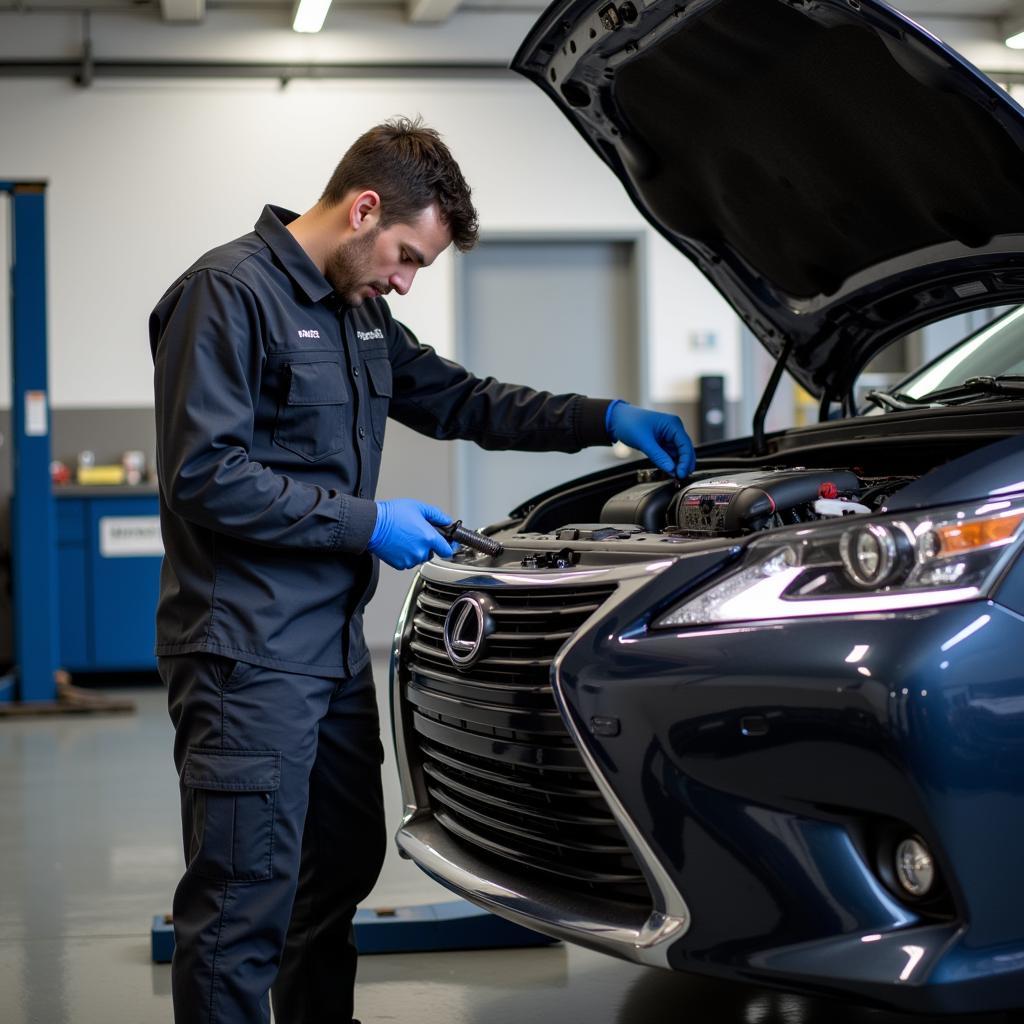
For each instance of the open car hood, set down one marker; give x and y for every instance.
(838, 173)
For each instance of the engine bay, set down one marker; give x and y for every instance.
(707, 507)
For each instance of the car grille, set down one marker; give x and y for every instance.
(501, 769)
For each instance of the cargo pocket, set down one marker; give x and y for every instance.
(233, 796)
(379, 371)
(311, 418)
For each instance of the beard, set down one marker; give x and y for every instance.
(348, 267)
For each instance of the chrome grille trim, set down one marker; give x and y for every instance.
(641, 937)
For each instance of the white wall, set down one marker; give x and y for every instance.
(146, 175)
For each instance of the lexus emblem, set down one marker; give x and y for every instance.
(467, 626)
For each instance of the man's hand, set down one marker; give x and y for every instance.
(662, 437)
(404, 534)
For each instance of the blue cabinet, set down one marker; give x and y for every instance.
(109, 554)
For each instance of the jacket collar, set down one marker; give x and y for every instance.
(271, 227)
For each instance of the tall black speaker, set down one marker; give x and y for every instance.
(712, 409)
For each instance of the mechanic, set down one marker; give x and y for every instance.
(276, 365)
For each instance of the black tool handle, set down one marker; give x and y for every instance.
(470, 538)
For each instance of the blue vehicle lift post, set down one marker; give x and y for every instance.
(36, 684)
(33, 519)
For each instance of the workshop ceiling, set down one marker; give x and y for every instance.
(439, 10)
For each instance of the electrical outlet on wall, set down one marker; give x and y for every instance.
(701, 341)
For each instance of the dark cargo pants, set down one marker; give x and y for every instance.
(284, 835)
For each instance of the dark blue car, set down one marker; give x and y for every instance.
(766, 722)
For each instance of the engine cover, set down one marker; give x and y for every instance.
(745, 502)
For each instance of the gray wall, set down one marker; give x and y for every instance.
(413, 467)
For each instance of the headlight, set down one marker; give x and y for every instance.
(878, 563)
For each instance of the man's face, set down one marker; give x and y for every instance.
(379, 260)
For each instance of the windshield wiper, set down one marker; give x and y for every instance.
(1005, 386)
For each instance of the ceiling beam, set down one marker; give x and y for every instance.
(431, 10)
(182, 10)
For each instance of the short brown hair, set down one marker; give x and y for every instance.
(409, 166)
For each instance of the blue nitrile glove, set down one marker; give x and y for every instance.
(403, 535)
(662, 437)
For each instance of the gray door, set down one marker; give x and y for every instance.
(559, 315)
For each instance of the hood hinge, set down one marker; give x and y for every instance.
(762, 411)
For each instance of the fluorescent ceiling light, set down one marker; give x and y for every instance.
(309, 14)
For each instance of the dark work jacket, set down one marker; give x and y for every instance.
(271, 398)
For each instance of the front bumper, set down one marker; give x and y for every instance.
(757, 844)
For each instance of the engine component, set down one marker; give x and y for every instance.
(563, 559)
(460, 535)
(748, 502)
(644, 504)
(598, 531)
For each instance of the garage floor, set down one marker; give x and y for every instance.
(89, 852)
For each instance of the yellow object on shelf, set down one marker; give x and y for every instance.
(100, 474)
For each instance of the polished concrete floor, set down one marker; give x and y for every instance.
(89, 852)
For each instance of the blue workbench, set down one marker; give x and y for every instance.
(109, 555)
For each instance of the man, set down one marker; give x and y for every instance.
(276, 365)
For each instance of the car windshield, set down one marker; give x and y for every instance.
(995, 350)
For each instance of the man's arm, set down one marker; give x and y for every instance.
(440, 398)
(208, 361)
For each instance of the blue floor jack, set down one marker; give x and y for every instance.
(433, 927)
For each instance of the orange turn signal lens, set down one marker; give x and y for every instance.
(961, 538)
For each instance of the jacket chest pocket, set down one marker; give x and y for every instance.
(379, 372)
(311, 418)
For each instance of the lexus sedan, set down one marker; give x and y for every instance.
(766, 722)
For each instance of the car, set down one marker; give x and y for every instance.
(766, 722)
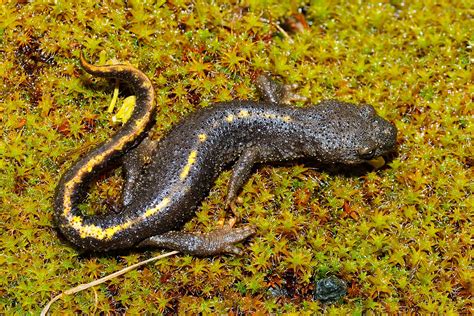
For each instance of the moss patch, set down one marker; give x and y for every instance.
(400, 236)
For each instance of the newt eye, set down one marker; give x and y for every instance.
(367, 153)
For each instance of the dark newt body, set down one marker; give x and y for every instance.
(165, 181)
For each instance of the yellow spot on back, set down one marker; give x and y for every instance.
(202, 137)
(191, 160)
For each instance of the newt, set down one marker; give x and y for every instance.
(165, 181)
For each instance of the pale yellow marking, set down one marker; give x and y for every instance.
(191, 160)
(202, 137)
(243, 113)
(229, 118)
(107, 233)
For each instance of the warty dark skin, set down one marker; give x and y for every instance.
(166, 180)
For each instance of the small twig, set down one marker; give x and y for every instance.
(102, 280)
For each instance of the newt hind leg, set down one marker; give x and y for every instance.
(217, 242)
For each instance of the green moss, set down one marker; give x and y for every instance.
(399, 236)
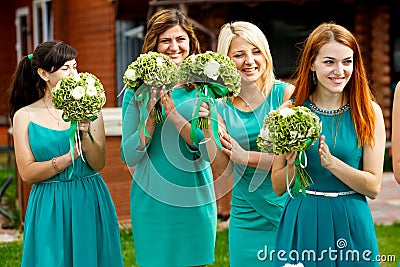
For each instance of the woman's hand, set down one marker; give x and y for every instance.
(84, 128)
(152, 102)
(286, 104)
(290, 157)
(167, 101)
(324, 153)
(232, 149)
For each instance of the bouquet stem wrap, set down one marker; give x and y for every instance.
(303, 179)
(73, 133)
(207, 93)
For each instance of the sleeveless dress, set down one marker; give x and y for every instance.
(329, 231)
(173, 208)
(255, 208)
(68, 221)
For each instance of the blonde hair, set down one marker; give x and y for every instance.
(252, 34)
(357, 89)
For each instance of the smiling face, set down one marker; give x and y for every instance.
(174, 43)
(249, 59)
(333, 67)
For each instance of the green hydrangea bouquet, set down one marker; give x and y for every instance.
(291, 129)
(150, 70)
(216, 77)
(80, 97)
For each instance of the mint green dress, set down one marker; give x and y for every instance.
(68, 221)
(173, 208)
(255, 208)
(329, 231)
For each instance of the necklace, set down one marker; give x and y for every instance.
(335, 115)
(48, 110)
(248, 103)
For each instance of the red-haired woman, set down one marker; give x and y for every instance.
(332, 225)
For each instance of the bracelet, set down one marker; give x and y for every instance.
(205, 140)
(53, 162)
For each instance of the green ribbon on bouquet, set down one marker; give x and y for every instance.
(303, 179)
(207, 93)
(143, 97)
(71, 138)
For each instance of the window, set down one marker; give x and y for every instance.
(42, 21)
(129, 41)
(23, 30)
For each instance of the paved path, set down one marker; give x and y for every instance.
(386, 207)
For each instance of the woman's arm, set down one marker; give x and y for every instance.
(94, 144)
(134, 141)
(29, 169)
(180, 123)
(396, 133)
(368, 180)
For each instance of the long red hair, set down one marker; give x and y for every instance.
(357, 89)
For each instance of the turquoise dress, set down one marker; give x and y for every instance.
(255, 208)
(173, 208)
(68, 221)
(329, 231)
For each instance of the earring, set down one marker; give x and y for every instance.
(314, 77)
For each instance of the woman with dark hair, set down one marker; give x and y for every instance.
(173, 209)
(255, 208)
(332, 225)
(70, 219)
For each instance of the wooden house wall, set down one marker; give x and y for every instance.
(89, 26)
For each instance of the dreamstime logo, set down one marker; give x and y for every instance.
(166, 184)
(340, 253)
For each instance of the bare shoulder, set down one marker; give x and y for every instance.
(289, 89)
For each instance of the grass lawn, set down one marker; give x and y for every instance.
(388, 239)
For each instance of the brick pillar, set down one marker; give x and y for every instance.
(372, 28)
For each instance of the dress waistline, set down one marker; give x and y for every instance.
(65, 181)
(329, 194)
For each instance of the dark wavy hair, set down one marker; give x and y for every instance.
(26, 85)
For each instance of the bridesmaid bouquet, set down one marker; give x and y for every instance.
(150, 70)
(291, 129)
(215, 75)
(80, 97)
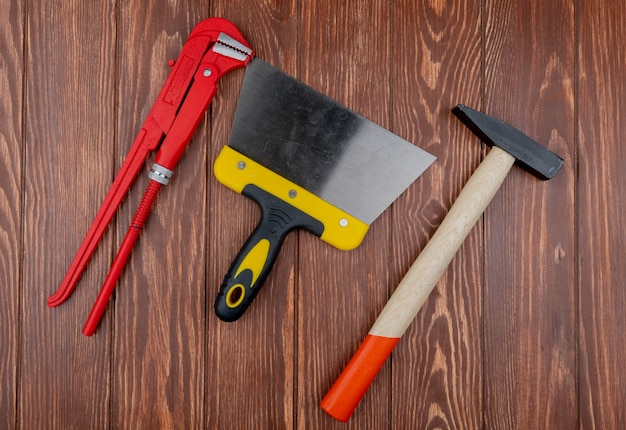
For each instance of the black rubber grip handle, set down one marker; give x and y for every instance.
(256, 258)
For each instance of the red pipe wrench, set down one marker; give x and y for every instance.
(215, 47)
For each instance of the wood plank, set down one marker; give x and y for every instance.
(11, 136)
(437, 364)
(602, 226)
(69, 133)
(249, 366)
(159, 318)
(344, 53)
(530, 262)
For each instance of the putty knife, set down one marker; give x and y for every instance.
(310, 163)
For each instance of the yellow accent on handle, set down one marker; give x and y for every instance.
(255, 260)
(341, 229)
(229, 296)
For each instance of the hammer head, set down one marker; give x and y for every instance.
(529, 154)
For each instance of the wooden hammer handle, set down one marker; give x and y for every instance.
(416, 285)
* * *
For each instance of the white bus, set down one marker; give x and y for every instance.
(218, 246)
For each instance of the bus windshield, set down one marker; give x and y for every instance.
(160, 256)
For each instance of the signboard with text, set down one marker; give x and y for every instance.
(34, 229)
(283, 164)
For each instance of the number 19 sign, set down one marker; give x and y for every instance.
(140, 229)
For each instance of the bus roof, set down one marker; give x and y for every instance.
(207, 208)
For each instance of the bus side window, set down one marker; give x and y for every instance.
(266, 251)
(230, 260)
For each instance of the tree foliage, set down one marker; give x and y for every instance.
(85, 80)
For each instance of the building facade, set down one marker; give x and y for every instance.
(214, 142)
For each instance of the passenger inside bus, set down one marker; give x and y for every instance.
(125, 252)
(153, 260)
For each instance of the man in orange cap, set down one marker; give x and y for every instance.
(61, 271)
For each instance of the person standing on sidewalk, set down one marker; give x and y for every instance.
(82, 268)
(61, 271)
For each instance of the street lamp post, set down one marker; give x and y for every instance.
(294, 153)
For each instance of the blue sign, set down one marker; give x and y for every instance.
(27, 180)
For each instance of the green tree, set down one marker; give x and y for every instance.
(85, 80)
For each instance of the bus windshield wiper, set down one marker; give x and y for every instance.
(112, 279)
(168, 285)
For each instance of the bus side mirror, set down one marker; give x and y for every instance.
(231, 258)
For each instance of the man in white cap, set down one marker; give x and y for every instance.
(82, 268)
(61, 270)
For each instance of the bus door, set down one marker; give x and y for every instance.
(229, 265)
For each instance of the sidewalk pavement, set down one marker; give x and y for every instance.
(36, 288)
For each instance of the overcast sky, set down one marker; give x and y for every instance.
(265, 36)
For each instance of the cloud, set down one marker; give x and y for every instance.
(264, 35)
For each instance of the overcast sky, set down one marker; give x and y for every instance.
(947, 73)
--
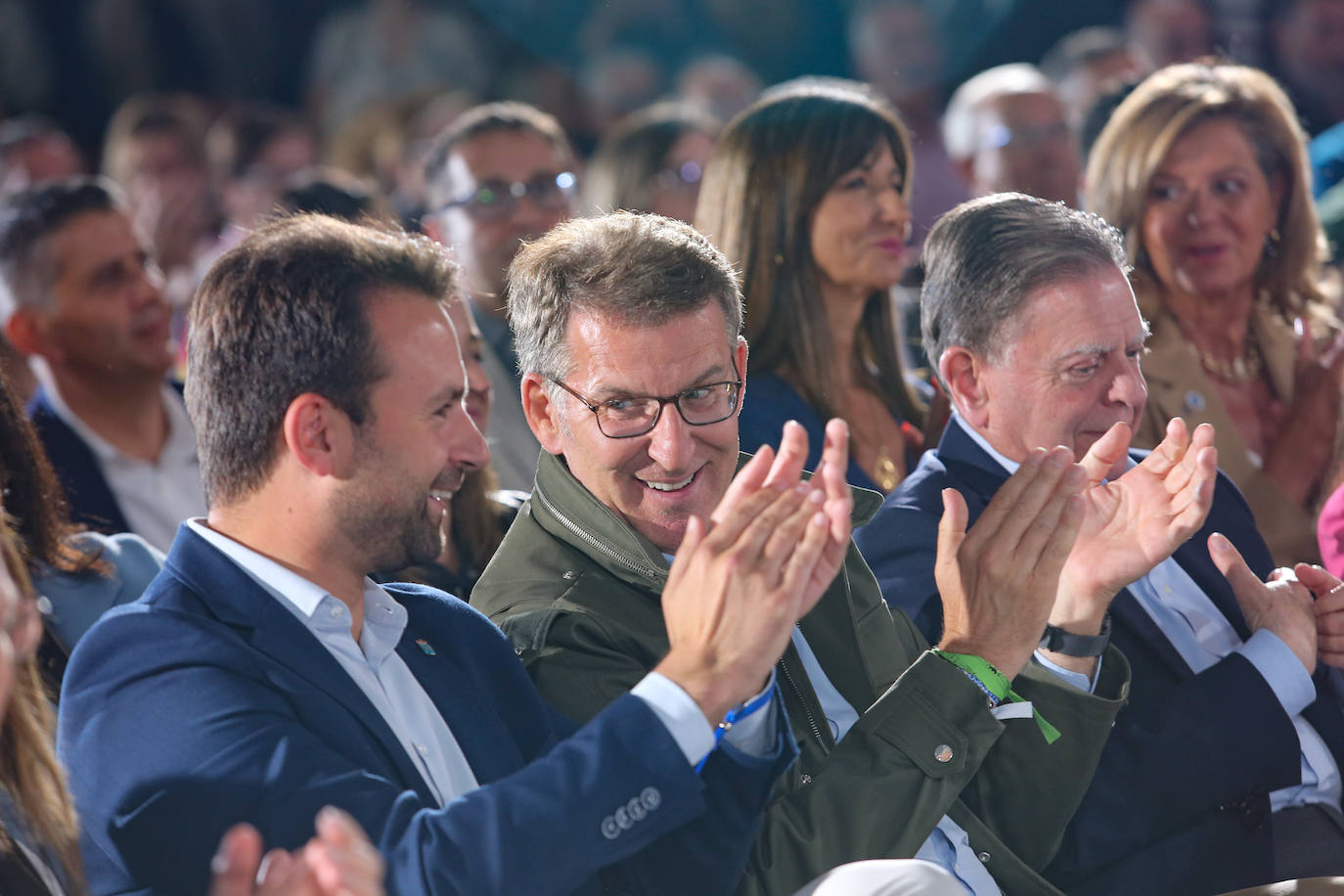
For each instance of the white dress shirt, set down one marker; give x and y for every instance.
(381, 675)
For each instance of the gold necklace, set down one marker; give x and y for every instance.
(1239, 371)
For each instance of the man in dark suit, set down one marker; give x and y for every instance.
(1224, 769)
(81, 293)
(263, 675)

* WHAT THIS TASK INVOLVES:
Pick out each line of the data above that contains the word "with", and copy those lines.

* SOLUTION FOR THIS EXERCISE:
For each instance of the woman with dark hair, set down one marker; give x and y for every instance.
For each instance of the signboard with text, set down one marker; give x and y for every instance.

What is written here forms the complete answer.